About this task
Answer these questions from the biography of Edwin H. Tomlinson:
1. How much did Tomlinson earn a month as a bank teller at age 18?
2. In what year did he build St. Peter's Episcopal Church?
3. How much did he spend to build the city's first brick school?

Extract to read
- Born: 1844 Connecticut, United States
- Died: December 5, 1938 (aged 93–94) Tampa, Florida, United States
- Occupation(s): Businessman, philanthropist
- Known for: Early benefactor of St. Petersburg, Florida
- Parent(s): Peter Tomlinson (father) Augusta Tomlinson (mother)

= Edwin H. Tomlinson =

Edwin Hyde Tomlinson (1844 – December 5, 1938) was a world traveler, and an early benefactor of St. Petersburg, Florida in the United States, best known for his many gifts to the city and its inhabitants. Tomlinson built the city's first brick school, constructed a 2,500-seat auditorium, donated the land for the first electrical plant, constructed St. Peter's Episcopal Church, and helped develop the city's first hospital and open-air post office. His most well known attraction in St. Petersburg was the Fountain of Youth.

==Early life==
Edwin H. Tomlinson was born in Connecticut in 1844 to Peter Tomlinson and Augusta Tomlinson. After finishing public school, Tomlinson became a bank teller earning $4.00 a month at the age of 18 years. He went on to serve in the Union Army during the Civil War. After the Civil War, Tomlinson started work in the oil fields of Pennsylvania and then continued south to Aiken, South Carolina to help open the South's first tourist hotel. Tomlinson went on to make his fortune in the mining and oil business between 1874 and 1897. It was during this time that he first visited St. Petersburg when the town only had about 1,575 residents, as a snowbird.

In 1896, at the age of fifty-two, Tomlinson made the move to St. Petersburg, Florida, and began investing his time, money and efforts to the City of St. Petersburg.

==Contributions==

===Fountain of Youth===
Near the end of 1901, Tomlinson had uncovered a spring that contained more lithium than any other spring in the state of Florida. This spring became known as the Fountain of Youth. Despite its sulfur smell, it became a tourist attraction for over 60 years.

==Church and Hospital==
In 1899, Tomlinson built St. Peter's Episcopal Church and rectory in honor of his father Peter Tomlinson. He also included a pipe organ. In honor of his late mother, Tomlinson helped to build St. Petersburg's first hospital, Augusta Hospital, now known as Bayfront Medical Center. The hospital was named "Mound Park Hospital" until 1968, then became Bayfront Medical Center.

==Students and school system==
In 1896, Tomlinson held the first ever Festival of States, known at the time as "George Washington’s Birthday Parade". He gave the local children flags and costumes to use for the parade.

Tomlinson was a major patron to the students of St. Petersburg. He spent $10,000 to build the city's first brick school, also known as Florida's First Manual Training School. The school opened in 1901. It offered classes in military science, manual arts, and homemaking. He would later deed the school to the City of St. Petersburg.

Source material
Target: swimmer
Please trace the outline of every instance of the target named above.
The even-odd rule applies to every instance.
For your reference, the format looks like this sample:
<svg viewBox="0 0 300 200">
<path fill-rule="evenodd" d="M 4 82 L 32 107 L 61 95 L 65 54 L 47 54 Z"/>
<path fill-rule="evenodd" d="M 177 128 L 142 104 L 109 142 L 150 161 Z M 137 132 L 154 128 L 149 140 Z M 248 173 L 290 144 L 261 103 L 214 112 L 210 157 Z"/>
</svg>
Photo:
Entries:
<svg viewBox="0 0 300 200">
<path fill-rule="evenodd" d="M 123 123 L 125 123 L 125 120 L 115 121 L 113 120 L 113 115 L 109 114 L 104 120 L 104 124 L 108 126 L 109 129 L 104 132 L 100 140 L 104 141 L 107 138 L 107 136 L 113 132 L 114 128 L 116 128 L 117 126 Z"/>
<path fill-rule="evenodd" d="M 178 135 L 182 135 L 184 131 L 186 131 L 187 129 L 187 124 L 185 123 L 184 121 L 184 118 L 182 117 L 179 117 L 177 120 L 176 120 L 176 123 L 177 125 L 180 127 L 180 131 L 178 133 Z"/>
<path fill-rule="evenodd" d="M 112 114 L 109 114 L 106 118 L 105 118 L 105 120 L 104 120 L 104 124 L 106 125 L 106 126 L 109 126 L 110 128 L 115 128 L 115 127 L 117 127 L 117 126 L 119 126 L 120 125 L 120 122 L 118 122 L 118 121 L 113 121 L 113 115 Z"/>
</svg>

Answer section
1. $4.00
2. 1899
3. $10,000